▸ **Work to complete**
Continue the blog post below about the box of cheap mysteries and stray books, picking up right after its final sentence.

▸ **Page text**
[Start]

If Pix finds out I boxed those textbooks (luckily she rarely reads my blogs), she might be even less happy to note that 3 pieces of historical fiction, books that clearly are hers, are also in the box. Probably the most surprising of these is "Time and Chance" by Sharon Penman, somehow separated from the other Penman in our living room. Do I sneak it back upstairs in the hopes she never notices the change on the bookshelf?

Besides these textbooks, the box is mostly full with more consumable, cheap mysteries: 26 in total. Recognize that most of these are the small (7 inch by 4 inch) paperbacks that you might find in the tiny book section of your local RiteAid. Almost all of them ring no bells as I look at them. James Patterson's "Kiss The Girls" is in there. As noted with the first box, it is a good basic read, but I tired of Patterson quickly, so much so that his few books can't qualify for space with my mystery collections, most in the master bedroom: Michael Connelly, Peter Robinson, Denise Mina, John Sandford, and my mother's collection of Agatha Christie's.

No, most of these boxed mysteries are by writers represented by the single book from their canon ever purchased. Occasionally, a name like Val McDiermid shows up more than once, but otherwise, it is a anti-litany of serial killers hunted by haunted protagonists in books with provocative titles: "The Upright Man," "Sacrifice," "Mercy," "Killing The Shadows," "The Ugly Duckling," "Icarus," "Burnt Bones."

[End]

▸ **Data rows**
[Start]

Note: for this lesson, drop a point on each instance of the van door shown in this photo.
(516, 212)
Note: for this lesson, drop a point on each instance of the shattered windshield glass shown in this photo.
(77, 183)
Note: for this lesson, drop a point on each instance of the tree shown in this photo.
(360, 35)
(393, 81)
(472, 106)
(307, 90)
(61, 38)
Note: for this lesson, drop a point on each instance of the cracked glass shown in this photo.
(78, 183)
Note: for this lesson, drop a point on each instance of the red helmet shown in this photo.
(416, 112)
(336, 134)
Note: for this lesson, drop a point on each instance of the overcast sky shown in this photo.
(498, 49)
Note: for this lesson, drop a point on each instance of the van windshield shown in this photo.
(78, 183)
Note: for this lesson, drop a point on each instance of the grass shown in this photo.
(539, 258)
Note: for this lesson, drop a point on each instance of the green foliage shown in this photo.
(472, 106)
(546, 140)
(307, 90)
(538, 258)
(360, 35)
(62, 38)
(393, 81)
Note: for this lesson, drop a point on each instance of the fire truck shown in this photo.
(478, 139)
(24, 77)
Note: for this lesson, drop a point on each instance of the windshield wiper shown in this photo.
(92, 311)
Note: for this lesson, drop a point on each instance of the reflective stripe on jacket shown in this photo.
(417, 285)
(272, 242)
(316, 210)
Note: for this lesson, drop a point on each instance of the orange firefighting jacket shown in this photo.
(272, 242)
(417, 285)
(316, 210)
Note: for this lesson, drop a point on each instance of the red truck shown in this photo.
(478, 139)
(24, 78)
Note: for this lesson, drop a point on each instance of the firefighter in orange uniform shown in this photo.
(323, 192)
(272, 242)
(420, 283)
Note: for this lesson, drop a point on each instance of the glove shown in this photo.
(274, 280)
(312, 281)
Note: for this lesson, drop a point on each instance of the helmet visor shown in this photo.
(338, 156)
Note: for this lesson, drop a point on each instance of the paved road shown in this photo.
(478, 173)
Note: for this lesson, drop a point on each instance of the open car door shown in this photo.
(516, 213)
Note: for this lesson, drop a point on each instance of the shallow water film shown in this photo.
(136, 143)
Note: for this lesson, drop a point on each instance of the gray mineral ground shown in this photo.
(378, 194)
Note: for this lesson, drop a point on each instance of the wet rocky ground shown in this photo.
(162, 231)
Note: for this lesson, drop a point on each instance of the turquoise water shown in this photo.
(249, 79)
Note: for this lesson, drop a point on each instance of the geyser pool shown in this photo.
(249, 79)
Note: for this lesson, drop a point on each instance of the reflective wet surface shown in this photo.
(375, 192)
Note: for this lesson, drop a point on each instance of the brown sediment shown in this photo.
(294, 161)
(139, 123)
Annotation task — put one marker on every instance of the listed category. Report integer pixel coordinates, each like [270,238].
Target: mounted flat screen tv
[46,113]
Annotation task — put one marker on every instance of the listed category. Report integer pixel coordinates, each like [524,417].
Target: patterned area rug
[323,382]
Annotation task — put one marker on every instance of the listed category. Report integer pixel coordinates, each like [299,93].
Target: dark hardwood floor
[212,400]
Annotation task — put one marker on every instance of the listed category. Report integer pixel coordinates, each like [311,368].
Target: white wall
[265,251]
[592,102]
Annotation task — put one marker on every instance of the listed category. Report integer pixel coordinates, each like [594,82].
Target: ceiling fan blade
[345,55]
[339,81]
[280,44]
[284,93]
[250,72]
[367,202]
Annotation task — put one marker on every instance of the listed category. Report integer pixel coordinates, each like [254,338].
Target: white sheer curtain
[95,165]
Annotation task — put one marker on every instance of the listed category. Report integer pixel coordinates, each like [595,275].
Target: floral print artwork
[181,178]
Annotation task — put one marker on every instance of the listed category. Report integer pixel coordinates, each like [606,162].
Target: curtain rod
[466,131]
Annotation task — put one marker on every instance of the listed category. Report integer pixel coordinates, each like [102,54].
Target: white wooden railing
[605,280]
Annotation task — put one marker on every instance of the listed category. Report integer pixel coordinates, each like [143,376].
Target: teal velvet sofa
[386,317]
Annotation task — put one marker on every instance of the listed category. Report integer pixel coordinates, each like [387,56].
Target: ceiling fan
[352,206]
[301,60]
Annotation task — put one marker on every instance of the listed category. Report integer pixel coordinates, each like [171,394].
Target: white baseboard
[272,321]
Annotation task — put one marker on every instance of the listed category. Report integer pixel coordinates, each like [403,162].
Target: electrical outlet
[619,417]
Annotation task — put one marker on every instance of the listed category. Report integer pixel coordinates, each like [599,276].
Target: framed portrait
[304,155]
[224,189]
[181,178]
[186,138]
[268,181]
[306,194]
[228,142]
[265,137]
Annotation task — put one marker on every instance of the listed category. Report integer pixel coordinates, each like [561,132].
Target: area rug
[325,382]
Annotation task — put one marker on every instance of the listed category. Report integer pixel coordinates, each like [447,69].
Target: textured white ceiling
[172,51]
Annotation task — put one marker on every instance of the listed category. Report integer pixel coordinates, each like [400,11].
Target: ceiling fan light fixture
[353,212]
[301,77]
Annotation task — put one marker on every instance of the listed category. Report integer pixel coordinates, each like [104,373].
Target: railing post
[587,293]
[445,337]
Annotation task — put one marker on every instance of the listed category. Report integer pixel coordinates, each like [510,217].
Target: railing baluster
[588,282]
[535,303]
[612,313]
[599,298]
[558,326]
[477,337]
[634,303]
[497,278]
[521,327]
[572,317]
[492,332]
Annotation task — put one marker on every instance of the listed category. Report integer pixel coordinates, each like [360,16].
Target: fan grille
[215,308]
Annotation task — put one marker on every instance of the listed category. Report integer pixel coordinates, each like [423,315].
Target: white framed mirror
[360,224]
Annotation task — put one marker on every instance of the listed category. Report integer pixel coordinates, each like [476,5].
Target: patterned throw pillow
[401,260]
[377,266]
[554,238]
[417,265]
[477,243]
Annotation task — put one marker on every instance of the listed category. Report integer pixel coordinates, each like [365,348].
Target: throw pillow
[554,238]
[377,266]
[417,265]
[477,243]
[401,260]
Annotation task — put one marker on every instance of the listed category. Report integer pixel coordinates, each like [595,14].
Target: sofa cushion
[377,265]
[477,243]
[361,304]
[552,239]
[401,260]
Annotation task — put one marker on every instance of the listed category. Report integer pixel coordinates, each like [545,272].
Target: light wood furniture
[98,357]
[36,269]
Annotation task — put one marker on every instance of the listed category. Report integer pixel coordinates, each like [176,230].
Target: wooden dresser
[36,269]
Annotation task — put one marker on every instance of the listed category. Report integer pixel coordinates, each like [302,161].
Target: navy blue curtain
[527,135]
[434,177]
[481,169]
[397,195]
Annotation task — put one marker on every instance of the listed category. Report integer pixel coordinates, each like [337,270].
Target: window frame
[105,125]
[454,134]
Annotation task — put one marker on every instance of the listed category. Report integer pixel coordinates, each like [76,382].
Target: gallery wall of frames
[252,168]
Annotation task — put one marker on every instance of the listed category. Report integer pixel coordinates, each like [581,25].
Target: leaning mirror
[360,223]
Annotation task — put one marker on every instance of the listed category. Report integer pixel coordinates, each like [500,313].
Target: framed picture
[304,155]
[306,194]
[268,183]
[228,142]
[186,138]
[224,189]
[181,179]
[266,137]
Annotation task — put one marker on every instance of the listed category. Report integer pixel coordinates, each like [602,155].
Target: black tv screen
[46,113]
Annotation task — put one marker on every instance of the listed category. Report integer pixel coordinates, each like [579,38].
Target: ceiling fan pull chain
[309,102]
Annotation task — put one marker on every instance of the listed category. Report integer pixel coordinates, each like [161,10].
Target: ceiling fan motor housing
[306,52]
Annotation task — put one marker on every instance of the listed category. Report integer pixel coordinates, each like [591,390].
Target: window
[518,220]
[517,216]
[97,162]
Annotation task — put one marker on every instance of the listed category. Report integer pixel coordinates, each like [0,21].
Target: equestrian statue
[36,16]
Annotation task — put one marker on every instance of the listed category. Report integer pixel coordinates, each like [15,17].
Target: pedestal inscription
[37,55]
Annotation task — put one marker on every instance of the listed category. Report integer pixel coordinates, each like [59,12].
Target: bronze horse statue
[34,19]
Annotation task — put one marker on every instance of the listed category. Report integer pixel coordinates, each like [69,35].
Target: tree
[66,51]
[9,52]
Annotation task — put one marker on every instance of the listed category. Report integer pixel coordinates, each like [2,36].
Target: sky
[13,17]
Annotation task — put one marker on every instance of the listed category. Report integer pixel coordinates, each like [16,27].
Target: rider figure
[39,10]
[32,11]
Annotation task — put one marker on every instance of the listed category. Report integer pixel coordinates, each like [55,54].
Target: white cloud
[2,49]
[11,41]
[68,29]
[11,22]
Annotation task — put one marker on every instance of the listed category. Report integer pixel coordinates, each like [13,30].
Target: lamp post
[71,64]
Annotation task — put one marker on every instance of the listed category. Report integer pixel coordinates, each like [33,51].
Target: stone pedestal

[End]

▸ **Response to this task**
Allow me an aside to describe, briefly, these kinds of mysteries, addictive and unhealthy at the same time. I mentioned for Box #1 that I pulled two mysteries out, almost randomly, to reread. One, "Lost Souls," lasted 4 pages before I sent it back into the basement. It involved vampires and that was enough. The second, James Swain's "Midnight Rambler" (I am tempted to say, "cue, The Rolling Stones," but given how that song features in the story, I won't). I re-read "Midnight Rambler" yesterday. That is feature #1 of these books: quick, easy reads. As I have said, a mind munchie. Feature #2 is that on the surface they present old-fashioned good vs. evil, where good wins. That will always be what I need in such a book. And I can't discount the evil, part of what attracts me is seeing a bad guy so thoroughly bad that I will have no empathetic response to him. While I enjoy mysteries where it involves a one-time murder, perhaps in the heat of the moment, there can still be moral ambiguity about such a crime's resolution.

So, "Midnight Rambler" gave me all that, especially in the serial killer who has killed 8 women. However, there is a lot to put up with, almost all of which is replicated in all these books.

1) Our hero is a a disgraced former cop, having beaten multiple suspects over the years, and is not above breaking the law in his quest to bring down the bad guy(s).

2) Our hero is separated from his wife and daughter, as the personal life suffers when the professional life takes over.

3) Our hero is pretty much broke and yet many people extend IOUs to allow him to function.

4) Our hero has a dog as his only constant companion. The dog spends most of the book in the car (in Florida) and is incredibly well-trained, although it is not clear when and how the hero trained the dog who had to be rescued from the pound because he is an aggressive dog.

5) Our hero sees things at crime scenes others can't.

6) Our hero will have a life-and-death moment with the bad guy (or guys, in this case) at the end, not only risking his life but the life of a woman he knows in the clutches of the bad guy.

7) Our hero may or may not have killed the bad guy (of guys, in this case) by the end, suggesting another book to come.

Sadly, I should probably just get rid of all these clichéd mysteries, but they get put back in the box, including "Midnight Rambler."

Interestingly, among the mysteries, I find a hardback copy of Lee Meadows' "Silent Suspicion." Meadows was a business faculty at Detroit College of Business when I was there, and when I found he had published a few mysteries, I jumped to get one. They took place in Detroit. I don't have much other memory of the books . . . or Professor Meadows.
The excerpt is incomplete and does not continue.